(Provided text)

Lately, more and more new theater companies are appearing in our area. This can be a blessing and a curse. While it's great to have so many excellent theatrical offerings, it can also make it hard for audience members to choose which show to attend or theater to support. For newer, younger companies, everything they do can make or break their future as a professional theater. One young company may or may not have done itself a favor with its very name, Epic Theatre Company.
Using "Epic" in a name carries with it an awful lot of potential for certain expectation. The word "epic" has come to mean a lot more than it used to, just think of the very common phrase "epic fail." Right from the start, Epic Theatre is potentially setting a very high bar for itself, giving the audience the impression that it's going to see an epic production of an epic story. That's a lot to put on yourself if you're a young company.
Reading the program notes for the current production, The Other Place, the trend continues. In the notes, the audience is promised a "tour de force" performance in the middle of a "riveting journey." Again, it's one thing to tease and hint about what the audience is going to see, to whet their appetite and raise their interest. It's another thing to raise their expectations, set a very high bar with no guarantee that it will be met. It doesn't help, either, to tell the audience how they should feel or think about a play before they even see it.
Once it gets going, The Other Place has a promising beginning. Juliana, a former neurological researcher, is giving a sales presentation for a new drug. More than giving the pitch, she's telling us about giving the pitch and what happened to her while she was discussing this anti-dementia drug with a room full of doctors. It becomes quickly apparent that things are not all what they seem and Juliana's life is quickly spiraling out of control. A few visits to a doctor's office later, and we discover that Juliana doesn't have brain cancer, as she believed, but rather a form of dementia, the very thing she has spent her professional life studying.

(End Provided text)
(Provided data)

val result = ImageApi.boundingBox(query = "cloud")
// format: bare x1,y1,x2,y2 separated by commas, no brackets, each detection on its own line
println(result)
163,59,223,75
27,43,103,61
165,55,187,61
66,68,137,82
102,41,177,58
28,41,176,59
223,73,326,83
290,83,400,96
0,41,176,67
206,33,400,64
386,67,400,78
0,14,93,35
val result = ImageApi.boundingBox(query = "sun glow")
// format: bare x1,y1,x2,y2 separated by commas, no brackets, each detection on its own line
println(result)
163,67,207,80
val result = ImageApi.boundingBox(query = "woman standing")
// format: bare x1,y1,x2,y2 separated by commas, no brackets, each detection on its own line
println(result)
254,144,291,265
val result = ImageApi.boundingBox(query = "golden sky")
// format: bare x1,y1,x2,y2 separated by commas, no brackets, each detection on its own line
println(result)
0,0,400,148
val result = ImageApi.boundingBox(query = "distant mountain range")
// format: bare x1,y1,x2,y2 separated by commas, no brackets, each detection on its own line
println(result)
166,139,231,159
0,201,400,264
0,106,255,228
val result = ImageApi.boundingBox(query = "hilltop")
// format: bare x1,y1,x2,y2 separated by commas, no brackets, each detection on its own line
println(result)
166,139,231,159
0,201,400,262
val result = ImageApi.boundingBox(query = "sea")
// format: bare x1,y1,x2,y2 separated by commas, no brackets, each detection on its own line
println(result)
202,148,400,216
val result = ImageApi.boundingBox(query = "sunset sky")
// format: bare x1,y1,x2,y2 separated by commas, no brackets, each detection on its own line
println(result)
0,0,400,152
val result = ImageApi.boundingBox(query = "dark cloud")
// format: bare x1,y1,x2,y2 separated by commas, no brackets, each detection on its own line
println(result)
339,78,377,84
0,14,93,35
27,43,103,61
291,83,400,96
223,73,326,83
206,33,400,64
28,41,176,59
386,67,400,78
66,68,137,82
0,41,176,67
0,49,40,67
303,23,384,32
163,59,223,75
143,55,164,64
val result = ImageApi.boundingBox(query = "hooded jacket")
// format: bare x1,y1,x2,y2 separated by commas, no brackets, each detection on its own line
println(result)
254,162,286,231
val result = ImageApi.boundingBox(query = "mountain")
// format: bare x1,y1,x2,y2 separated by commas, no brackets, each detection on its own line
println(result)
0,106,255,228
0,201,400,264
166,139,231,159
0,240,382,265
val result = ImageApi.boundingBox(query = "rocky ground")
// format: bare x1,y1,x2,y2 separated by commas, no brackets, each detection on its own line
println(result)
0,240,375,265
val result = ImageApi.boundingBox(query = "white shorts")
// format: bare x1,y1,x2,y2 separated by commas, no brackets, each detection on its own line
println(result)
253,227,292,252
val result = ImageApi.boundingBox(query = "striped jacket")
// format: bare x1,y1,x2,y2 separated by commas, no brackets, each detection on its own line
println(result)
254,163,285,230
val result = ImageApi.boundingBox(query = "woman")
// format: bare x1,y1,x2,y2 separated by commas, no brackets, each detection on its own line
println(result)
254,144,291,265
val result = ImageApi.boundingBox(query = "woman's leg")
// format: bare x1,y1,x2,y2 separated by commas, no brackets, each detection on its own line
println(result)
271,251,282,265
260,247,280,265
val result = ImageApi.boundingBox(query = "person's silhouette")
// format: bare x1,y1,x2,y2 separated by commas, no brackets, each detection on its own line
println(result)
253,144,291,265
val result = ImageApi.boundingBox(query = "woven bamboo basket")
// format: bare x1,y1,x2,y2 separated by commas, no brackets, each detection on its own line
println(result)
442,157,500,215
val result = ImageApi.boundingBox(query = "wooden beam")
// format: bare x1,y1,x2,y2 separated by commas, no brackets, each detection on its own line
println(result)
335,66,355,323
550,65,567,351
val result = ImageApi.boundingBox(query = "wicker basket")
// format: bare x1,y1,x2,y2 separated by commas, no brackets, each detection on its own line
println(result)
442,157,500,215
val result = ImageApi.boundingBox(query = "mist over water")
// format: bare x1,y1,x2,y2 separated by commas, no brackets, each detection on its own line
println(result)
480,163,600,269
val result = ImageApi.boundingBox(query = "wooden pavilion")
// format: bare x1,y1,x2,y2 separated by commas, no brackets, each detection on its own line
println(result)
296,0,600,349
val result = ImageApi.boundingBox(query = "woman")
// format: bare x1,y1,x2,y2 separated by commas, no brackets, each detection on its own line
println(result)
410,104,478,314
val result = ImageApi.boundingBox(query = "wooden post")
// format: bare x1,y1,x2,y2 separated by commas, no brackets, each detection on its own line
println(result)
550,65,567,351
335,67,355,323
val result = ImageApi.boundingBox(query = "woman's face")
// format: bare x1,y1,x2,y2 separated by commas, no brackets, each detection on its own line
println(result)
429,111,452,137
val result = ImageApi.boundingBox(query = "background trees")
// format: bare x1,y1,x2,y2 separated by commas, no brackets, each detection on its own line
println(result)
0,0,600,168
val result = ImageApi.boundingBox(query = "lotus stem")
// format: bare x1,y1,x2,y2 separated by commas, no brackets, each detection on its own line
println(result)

(End Provided data)

Work task A: Do the following statements agree with the theater review? Answer yes or no for each and quote the words of the review that decide it. (i) Juliana used to work as a neurological researcher. (ii) Juliana learns that she has brain cancer. (iii) The program notes promise the audience a "tour de force" performance.
Work task B: According to the theater review, what kind of drug is Juliana presenting to the room full of doctors?
Work task C: Carry on the theater review of The Other Place from its last sentence.

Result A:
(i) Yes: "Juliana, a former neurological researcher"
(ii) No: "Juliana doesn't have brain cancer, as she believed, but rather a form of dementia"
(iii) Yes: "the audience is promised a "tour de force" performance"

Result B: An anti-dementia drug.

Result C:
The script, by Sharr White, has more than a little in common with Wit and a number of other plays or movies about highly intelligent, independent women who are suddenly losing both their intelligence and independence. White's play is short and fast, for better or worse. In under ninety minutes, it flies by, not allowing much, if any time, for the moments to really register. Emotional bombs are dropped but don't get to resonate for very long.
In the middle of this bullet train is Juliana, not just the center of White's play but, it seems, his main reason for writing it. The character is on stage the entire time, often alone, in what is at times a one-woman show. As a whole, the play feels like White wrote the character of Juliana first, then tried to impose or create a story around her. Sometimes it works, sometimes it doesn't. There are absolutely wonderful moments, highly charged scenes, laugh-out-loud jokes and some great writing, but it all seems to exist only to service the character of Juliana and the actress playing her. One great character or role does not make a great play.
Luckily, Epic Theatre has an actress who is up to the task. Emily Lewis is put through the ringer in this role, going from a strong, steely, and smart to a disheveled heap, a shell of her former self. While there are moments that feel self-indulgent, she handles the role and all those ups and downs with an inner truth and believability. It's one of those performances that must leave her emotionally and physically exhausted, making it all the more impressive that she pulls it off so well.
As her husband, Ian, Robert C. Reynolds does not fare as well. The character, compared to Juliana especially, is not nearly as well-written or well-developed. His motivations are never clear and there are moments where he says or does things that just don't make sense in context. It's not a sympathetic or very believable character, the way it's written. So, perhaps Reynolds does the best he can with what he's given, it's hard to say. His performance is constantly at one level, turned all the way up, and that just doesn't work. When he makes sudden transitions from one emotion to another, yelling to suddenly crying, it just feels clunky or fake.
Two other cast members, Kerry Giorgi and Aaron Morris play the other male and female roles. Morris is hardly used but Giorgi gets many of the play's best moments or gets to be part of them. She's an excellent young actress who brings believablitiy and life to even the smaller roles of the three she's asked to play. When Giorgi and Lewis have an extended scene together toward the play's end, it is easily the play's finest moment, in part because the two actresses work so well individually and as a team.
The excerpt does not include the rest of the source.